━━━━━ Material for this task ━━━━━
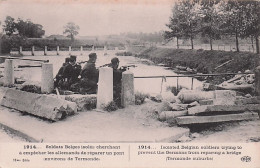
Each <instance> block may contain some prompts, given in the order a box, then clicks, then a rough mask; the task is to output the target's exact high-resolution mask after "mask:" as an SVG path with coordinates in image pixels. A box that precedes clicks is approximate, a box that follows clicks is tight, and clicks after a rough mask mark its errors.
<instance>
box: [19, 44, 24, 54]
mask: <svg viewBox="0 0 260 168" xmlns="http://www.w3.org/2000/svg"><path fill="white" fill-rule="evenodd" d="M19 54H23V47H22V46H20V47H19Z"/></svg>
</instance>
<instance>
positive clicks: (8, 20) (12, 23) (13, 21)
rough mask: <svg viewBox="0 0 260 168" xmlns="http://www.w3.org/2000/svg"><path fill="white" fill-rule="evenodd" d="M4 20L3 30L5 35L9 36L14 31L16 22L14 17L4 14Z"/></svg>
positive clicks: (10, 35) (15, 30)
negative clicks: (5, 15)
mask: <svg viewBox="0 0 260 168" xmlns="http://www.w3.org/2000/svg"><path fill="white" fill-rule="evenodd" d="M4 22H5V25H3V27H4V32H5V34H6V35H8V36H11V35H12V34H13V33H14V32H15V31H16V23H15V21H14V18H12V17H11V16H6V18H5V21H4Z"/></svg>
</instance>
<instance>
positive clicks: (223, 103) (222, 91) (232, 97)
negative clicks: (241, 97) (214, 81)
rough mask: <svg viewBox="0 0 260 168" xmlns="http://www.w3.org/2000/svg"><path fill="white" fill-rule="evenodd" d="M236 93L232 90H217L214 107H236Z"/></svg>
mask: <svg viewBox="0 0 260 168" xmlns="http://www.w3.org/2000/svg"><path fill="white" fill-rule="evenodd" d="M235 100H236V92H235V91H232V90H215V99H214V100H213V104H214V105H234V104H235Z"/></svg>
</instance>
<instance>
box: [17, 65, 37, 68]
mask: <svg viewBox="0 0 260 168" xmlns="http://www.w3.org/2000/svg"><path fill="white" fill-rule="evenodd" d="M35 67H42V66H41V65H18V68H35Z"/></svg>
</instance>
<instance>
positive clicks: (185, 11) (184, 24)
mask: <svg viewBox="0 0 260 168" xmlns="http://www.w3.org/2000/svg"><path fill="white" fill-rule="evenodd" d="M179 5H180V6H179V11H180V15H179V21H180V24H179V28H180V29H181V31H182V36H183V37H184V38H189V39H190V41H191V49H194V45H193V39H194V38H195V36H196V35H197V34H198V32H199V29H200V28H199V23H200V17H199V16H198V10H199V4H198V3H197V1H196V0H183V1H181V2H180V4H179Z"/></svg>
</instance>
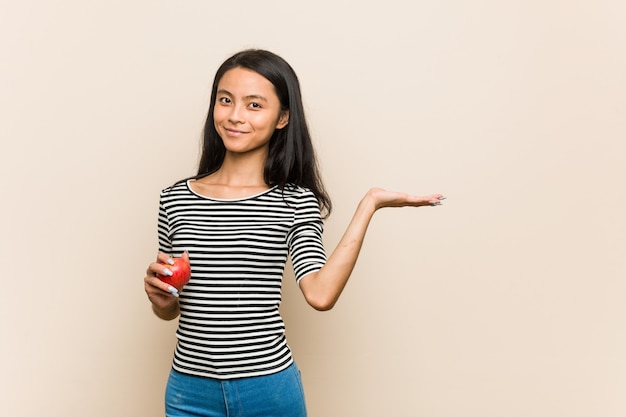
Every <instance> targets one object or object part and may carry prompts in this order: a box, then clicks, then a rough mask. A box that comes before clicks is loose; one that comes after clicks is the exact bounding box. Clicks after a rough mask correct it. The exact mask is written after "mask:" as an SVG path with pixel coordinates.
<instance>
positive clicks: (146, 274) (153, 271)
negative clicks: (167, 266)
mask: <svg viewBox="0 0 626 417" xmlns="http://www.w3.org/2000/svg"><path fill="white" fill-rule="evenodd" d="M146 275H148V276H151V277H156V276H159V275H161V276H164V277H165V276H167V277H171V276H172V275H173V274H172V271H171V270H170V269H169V268H168V267H167V265H163V264H162V263H157V262H153V263H151V264H150V265H149V266H148V269H147V270H146Z"/></svg>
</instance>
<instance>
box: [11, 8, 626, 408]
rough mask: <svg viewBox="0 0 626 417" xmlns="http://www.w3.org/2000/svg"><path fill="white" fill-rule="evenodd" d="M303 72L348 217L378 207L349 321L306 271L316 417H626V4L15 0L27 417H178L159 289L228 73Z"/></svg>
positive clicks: (170, 358)
mask: <svg viewBox="0 0 626 417" xmlns="http://www.w3.org/2000/svg"><path fill="white" fill-rule="evenodd" d="M250 46H253V47H262V48H267V49H271V50H273V51H275V52H277V53H279V54H281V55H282V56H284V57H285V58H286V59H287V60H288V61H289V62H290V63H291V64H292V65H293V66H294V67H295V69H296V70H297V72H298V74H299V76H300V78H301V83H302V87H303V90H304V97H305V104H306V108H307V111H308V115H309V117H310V123H311V127H312V131H313V133H314V135H315V143H316V146H317V147H318V149H319V152H320V157H321V159H322V167H323V171H324V176H325V178H326V180H327V182H328V186H329V188H330V191H331V193H332V196H333V197H334V202H335V206H336V211H335V213H334V215H333V216H332V217H331V219H330V220H329V221H328V223H327V231H326V240H327V244H328V249H329V250H331V249H332V248H334V244H335V243H336V242H337V240H338V239H339V237H340V235H341V233H342V229H343V227H344V226H345V225H346V223H347V221H348V219H349V217H350V215H351V213H352V210H353V209H354V207H355V206H356V204H357V202H358V200H359V199H360V197H361V196H362V195H363V194H364V192H365V191H366V190H367V188H368V187H370V186H374V185H376V186H383V187H387V188H392V189H398V190H406V191H410V192H413V193H417V194H422V193H424V194H426V193H433V192H441V193H444V194H446V195H447V196H449V199H448V200H447V202H446V204H445V205H444V206H443V207H438V208H424V209H418V210H412V209H397V210H391V209H390V210H388V211H383V212H380V213H378V214H377V215H376V218H375V219H374V221H373V223H372V225H371V229H370V232H369V235H368V240H367V242H366V245H365V247H364V248H363V253H362V256H361V258H360V261H359V264H358V266H357V268H356V270H355V273H354V275H353V278H352V280H351V281H350V283H349V285H348V288H347V290H346V293H345V294H344V296H343V298H342V299H341V300H340V302H339V304H338V305H337V307H336V308H335V309H334V310H333V311H331V312H328V313H318V312H315V311H313V310H311V309H310V308H308V307H307V306H306V305H305V302H304V300H303V298H302V297H301V296H300V294H299V293H298V292H297V289H296V288H295V284H294V283H293V281H292V279H291V278H292V277H291V276H289V277H288V279H287V280H286V283H285V302H284V305H283V312H284V314H285V315H286V321H287V325H288V332H289V337H290V341H291V345H292V347H293V348H294V350H295V355H296V358H297V360H298V361H299V364H300V367H301V369H302V371H303V374H304V382H305V385H306V389H307V396H308V402H309V408H310V414H311V416H312V417H334V416H359V417H380V416H391V415H399V416H420V417H473V416H476V417H502V416H507V417H528V416H537V417H539V416H541V417H544V416H545V417H548V416H550V417H553V416H567V417H598V416H601V417H623V416H624V415H626V395H624V393H625V392H626V282H625V277H626V274H625V272H626V256H625V254H626V220H625V218H626V216H625V215H624V213H625V209H624V207H625V206H626V186H625V182H626V181H625V179H626V76H625V74H626V3H624V2H623V1H619V0H613V1H610V0H594V1H591V0H582V1H576V2H566V1H556V0H552V1H550V0H548V1H496V0H483V1H472V2H469V1H462V0H442V1H430V2H424V1H419V2H412V1H398V0H391V1H380V2H344V1H316V2H306V3H304V2H293V1H264V2H259V1H237V2H228V1H224V2H214V1H207V0H204V1H198V0H184V1H147V0H134V1H78V0H66V1H43V0H30V1H19V2H17V1H13V2H11V1H8V0H3V1H2V2H1V3H0V48H1V49H0V59H1V61H0V62H1V65H0V85H1V87H0V115H1V118H2V122H1V123H0V139H1V140H2V163H1V165H0V170H1V174H2V195H3V197H2V203H1V204H0V213H1V215H0V219H1V220H0V221H1V222H2V231H1V235H0V236H1V245H2V246H1V248H0V253H1V256H2V264H1V269H0V276H1V277H2V281H1V282H2V284H1V288H2V291H3V293H2V301H1V302H0V308H1V310H0V312H1V313H2V325H1V326H2V327H1V330H2V342H1V344H0V364H1V365H2V368H1V369H2V371H1V373H0V375H1V376H0V384H2V387H1V389H0V404H1V405H0V409H1V410H2V411H1V413H2V415H3V416H11V417H13V416H28V417H31V416H33V417H34V416H63V417H85V416H89V417H100V416H102V417H105V416H106V417H110V416H129V417H136V416H160V415H162V394H163V389H164V385H165V378H166V375H167V372H168V369H169V364H170V360H171V354H172V348H173V343H174V335H173V333H174V323H164V322H160V321H158V320H157V319H156V318H155V317H153V316H152V314H151V312H150V308H149V304H148V301H147V300H146V298H145V295H144V293H143V285H142V277H143V273H144V271H145V268H146V265H147V263H148V262H149V261H151V260H152V259H153V257H154V254H155V248H156V232H155V224H156V210H157V195H158V192H159V190H160V189H161V188H162V187H164V186H166V185H168V184H169V183H171V182H172V181H174V180H176V179H179V178H181V177H184V176H187V175H190V174H192V173H193V172H194V170H195V167H196V161H197V151H198V144H199V136H200V132H201V125H202V123H203V121H204V117H205V114H206V110H207V106H208V97H209V89H210V84H211V81H212V76H213V74H214V72H215V70H216V68H217V66H218V65H219V63H221V61H223V59H225V58H226V57H227V56H229V55H230V54H232V53H234V52H236V51H237V50H239V49H241V48H244V47H250Z"/></svg>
━━━━━
__Exercise__. Rewrite the lines from the start through the line with "box: [19, 44, 24, 54]", replacing "instance" with "sample" and keeping everything else the same. Leave out the pictures.

__Written solution__.
Each <sample> block may contain some prompts, given in the order a box, then clicks, then a rough mask; the task is to output the target's exact high-resolution mask after "mask:" as an SVG path with coordinates in image pixels. A box that precedes clicks is approximate, a box that follows clicks is tight, and clicks after a rough mask mark its errors.
<sample>
box: [19, 44, 24, 54]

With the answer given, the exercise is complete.